[Extracted text Boundary: Start]

Jan 1, 1996
Hayek vs. Asimov: Spontaneous Order or Failed Foundation
In the September/October issue of Renewing American Civilization, Frank Gregorsky, while suggesting that Gingrich probably has read some Hayek, maintains that other books offer a better understanding of the professor turned-Congressman’s mind. At the top of the list: science fiction author Isaac Asimov’s epic Foundation trilogy. Since the top Republican is quick to pass out reading lists to college and Congressional freshmen alike, this battle of the books merits serious attention.
F.A. Hayek was perhaps this century’s greatest classical liberal thinker. His insights into the nature of free societies helped to preserve the West as it indulged in socialist and welfare state policies, and are key to restoring it to healthy freedom.
A first crucial insight of Hayek and other classical liberal thinkers is that the actor and unit of analysis for any study of human history, society, or institutions is the individual. Society is constituted by aspects or priorities in the action of individuals that are shared with others. There is no collective entity, be it material, dialectic, Weltgeist, or historical wave apart from individuals.
A second Hayekian insight concerns the nature of order. Most people conceive of order in the world as falling into one of two categories. First trees, mountains, and solar systems arise and evolve naturally. Second, watches and tables, statues and rockets result from intentional human planning and action. This latter conception gives rise to the belief among socialists and statists that all-wise, caring bureaucrats can plan and benevolently guide economies to prosperity, and among social conservatives that censors and vice squads can create civil societies.
But Hayek identifies a third type of order: spontaneous order that arises from human action but is not specifically planned by men. A classic example of this type of order is money. In primitive societies, individuals might need to travel long distances to trade with one another. But it is difficult and costly to tote four cows, seven bales of hay, and a slab of copper over a mountain, all to be exchanged for a dozen sheep, six large jars of barley, and a handful of gold nuggets. Many merchants hit on the strategy of trading their goods simply for those small yellow pieces of metal rather than sheep, which tend to wander off, and the rest of it. Gold is easy to transport, difficult to counterfeit, durable, rust-resistant, and easily divisible. Traders can take the metal home to exchange for what they really need. Thus as individuals sought to exchange goods more efficiently, the institution of money emerged and became an economic institution as an unintended consequence. No one invented it.
A third Hayekian insight, best seen on the market, concerns the limits of individual knowledge. It is impossible for any individual to know what mix of goods and services will best satisfy consumer needs, what prices goods, services and labor should fetch, and which individuals are most efficient at performing particular jobs. As with science and other human institutions, the market is a discovery process with workers and owners, merchants and manufacturers— entrepreneurs all—experimenting to determine what they can offer in trade to others to maximize their own values.

[Extracted text Boundary: End]
[Given information Boundary: Start]

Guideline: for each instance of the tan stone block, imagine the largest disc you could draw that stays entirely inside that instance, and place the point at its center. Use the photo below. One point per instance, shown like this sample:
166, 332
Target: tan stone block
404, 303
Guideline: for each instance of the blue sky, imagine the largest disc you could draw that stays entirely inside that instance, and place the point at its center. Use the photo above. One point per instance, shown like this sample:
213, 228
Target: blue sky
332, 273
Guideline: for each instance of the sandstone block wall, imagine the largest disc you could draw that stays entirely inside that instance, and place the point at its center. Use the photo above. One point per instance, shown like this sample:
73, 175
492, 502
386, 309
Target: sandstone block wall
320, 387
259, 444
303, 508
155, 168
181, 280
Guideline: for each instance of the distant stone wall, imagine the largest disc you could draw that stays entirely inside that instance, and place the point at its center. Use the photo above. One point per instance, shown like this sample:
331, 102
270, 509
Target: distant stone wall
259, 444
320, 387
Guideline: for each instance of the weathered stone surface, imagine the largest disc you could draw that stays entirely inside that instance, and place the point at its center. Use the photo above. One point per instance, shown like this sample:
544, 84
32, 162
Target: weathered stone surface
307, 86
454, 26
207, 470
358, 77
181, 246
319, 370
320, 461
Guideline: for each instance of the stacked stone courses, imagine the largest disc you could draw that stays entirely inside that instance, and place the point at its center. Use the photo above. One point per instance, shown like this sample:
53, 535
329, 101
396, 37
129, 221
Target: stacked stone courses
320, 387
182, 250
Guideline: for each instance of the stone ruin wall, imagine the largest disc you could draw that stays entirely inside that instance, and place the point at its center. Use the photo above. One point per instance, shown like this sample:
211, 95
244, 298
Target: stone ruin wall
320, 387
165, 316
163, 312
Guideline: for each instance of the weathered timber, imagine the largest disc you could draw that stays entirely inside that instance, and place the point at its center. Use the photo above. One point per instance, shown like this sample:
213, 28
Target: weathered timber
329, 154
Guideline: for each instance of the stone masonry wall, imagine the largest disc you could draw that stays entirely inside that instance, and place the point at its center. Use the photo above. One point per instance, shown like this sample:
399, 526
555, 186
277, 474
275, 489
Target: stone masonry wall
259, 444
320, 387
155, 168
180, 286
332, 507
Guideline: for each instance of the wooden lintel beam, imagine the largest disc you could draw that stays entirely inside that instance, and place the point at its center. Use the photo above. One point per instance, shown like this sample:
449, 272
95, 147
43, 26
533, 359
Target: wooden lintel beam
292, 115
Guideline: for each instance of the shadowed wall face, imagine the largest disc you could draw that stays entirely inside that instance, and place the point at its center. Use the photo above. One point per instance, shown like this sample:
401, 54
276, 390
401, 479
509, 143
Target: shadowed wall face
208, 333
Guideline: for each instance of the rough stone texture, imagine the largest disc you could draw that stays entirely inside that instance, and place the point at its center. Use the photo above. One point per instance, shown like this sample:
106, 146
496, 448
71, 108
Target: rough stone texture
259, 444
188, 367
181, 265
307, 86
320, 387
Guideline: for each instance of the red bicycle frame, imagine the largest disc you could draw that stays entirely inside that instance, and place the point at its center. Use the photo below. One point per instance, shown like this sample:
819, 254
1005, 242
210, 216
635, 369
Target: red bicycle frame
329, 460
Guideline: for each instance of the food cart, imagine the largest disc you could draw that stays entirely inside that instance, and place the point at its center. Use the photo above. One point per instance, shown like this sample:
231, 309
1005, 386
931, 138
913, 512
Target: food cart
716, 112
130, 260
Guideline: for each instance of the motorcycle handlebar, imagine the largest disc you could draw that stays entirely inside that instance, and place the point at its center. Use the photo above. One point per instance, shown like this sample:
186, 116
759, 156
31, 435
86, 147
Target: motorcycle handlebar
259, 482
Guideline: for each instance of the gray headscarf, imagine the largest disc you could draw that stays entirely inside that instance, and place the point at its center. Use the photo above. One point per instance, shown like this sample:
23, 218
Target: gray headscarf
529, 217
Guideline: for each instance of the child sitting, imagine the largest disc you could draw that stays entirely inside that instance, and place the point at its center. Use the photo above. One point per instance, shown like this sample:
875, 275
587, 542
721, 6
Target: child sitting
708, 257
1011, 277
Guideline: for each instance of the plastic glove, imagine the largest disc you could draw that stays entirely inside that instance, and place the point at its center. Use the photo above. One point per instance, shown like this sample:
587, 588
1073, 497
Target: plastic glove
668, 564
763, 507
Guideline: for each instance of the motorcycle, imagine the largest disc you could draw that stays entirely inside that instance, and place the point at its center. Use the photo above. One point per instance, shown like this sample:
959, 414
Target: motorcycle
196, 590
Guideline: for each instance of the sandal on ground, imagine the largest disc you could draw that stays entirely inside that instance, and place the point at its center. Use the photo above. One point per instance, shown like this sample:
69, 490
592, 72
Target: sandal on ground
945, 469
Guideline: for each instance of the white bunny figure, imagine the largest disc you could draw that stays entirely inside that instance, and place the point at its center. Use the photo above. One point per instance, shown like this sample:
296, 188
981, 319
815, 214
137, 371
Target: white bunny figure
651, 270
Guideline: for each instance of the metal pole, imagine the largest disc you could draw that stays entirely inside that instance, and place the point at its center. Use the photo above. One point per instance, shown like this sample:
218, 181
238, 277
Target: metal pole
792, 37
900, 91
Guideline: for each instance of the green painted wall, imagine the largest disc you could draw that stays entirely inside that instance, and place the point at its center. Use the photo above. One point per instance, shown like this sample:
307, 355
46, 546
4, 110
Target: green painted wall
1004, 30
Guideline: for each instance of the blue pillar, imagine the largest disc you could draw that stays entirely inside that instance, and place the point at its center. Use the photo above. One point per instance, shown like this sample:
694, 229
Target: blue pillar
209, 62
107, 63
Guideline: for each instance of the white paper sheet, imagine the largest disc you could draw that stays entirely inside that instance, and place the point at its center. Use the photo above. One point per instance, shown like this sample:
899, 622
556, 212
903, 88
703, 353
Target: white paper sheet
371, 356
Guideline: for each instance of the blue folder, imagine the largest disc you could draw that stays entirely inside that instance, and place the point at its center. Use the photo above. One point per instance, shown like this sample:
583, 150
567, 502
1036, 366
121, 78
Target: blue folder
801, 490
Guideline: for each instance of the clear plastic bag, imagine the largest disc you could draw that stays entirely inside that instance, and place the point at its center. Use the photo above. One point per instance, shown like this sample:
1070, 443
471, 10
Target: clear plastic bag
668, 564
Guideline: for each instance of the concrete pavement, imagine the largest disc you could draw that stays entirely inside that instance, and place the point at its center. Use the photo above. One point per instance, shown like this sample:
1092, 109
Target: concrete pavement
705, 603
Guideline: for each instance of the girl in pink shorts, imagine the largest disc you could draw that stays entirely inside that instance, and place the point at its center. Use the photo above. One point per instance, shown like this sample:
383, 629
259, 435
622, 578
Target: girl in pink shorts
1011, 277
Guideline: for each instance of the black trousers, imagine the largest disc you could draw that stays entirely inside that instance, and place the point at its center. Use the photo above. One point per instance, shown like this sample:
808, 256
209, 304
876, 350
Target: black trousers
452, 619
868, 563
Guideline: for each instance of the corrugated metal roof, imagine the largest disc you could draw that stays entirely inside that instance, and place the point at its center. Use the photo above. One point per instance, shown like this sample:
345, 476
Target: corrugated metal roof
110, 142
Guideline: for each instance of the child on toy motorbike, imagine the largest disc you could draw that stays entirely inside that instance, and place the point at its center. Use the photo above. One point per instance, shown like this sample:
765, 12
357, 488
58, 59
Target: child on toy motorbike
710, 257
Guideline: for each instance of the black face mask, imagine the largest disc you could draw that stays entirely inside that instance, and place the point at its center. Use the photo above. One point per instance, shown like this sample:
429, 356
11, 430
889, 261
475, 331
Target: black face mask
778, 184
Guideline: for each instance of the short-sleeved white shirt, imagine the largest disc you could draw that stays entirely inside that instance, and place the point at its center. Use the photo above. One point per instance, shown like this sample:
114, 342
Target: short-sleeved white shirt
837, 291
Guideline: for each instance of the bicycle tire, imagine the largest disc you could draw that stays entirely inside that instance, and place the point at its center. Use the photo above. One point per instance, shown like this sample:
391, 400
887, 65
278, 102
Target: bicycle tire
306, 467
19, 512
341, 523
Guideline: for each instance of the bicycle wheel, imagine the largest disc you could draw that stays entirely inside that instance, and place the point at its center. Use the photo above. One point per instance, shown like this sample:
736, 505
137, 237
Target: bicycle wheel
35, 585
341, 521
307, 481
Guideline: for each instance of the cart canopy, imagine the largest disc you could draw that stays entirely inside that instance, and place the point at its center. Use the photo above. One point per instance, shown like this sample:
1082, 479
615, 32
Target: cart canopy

[Given information Boundary: End]

- **Problem to work on**
Extend the essay on Hayek and Asimov that precedes the lines, beginning right after its closing paragraph on the limits of individual knowledge.

- **Output for this task**
What Hayek’s insights imply is that at best men can glimpse the probable outcomes of proposed public policies. For example, a welfare system that pays people not to work and punishes productive people will produce a lazy and unproductive population. Attempts to use political power to manipulate entire systems will result in adverse, unintended consequences; most certain, political power rather than mutual consent and free exchange will become the social coin of the realm
Hayek thus maintains that individuals in a society would do best to establish very general rules, protecting individuals from assault, theft, fraud and the like, and leave individuals free to work out the best ways to meet their various needs and the challenge of life.
Foundation and Fallacies
Hayek’s views can be contrasted with some of those presented in fictional form by Isaac Asimov. Asimov is one of the all-time greatest science fiction authors. At his best he is highly imaginative, with an intelligent style and well-integrated plots.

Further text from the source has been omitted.